■ **Your goal**:
Copy the lines below without any change, starting with the line that contains "Each instance of the blue" and ending with the last line, both included.

————————

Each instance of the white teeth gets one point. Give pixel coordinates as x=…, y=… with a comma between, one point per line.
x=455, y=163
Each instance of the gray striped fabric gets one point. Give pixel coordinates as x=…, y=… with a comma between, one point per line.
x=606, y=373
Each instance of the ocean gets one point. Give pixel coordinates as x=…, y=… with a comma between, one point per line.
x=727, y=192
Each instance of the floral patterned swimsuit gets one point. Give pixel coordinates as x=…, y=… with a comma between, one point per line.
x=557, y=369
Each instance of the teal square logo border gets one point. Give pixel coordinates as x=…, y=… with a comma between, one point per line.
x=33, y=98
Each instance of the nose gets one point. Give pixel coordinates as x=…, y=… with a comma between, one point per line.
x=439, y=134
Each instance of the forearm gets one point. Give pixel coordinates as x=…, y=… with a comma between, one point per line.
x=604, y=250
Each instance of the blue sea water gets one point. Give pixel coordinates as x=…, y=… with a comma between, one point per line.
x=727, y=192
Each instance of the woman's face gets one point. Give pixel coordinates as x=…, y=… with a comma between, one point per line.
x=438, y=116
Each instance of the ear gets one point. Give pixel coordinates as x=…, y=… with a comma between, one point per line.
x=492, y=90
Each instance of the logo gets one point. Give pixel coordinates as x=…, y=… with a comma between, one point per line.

————————

■ **Worked answer**:
Each instance of the blue sea water gets one point. Give pixel coordinates as x=…, y=… with a comma between, one point per line.
x=727, y=192
Each instance of the woman's face gets one point. Give pixel coordinates as x=…, y=… with a comma between, one point per line.
x=438, y=116
Each instance of the ear gets one point. Give pixel coordinates as x=…, y=… with a comma between, one point per line.
x=492, y=90
Each instance of the logo gets one point. Give pixel coordinates as x=…, y=… with a comma between, one point per line.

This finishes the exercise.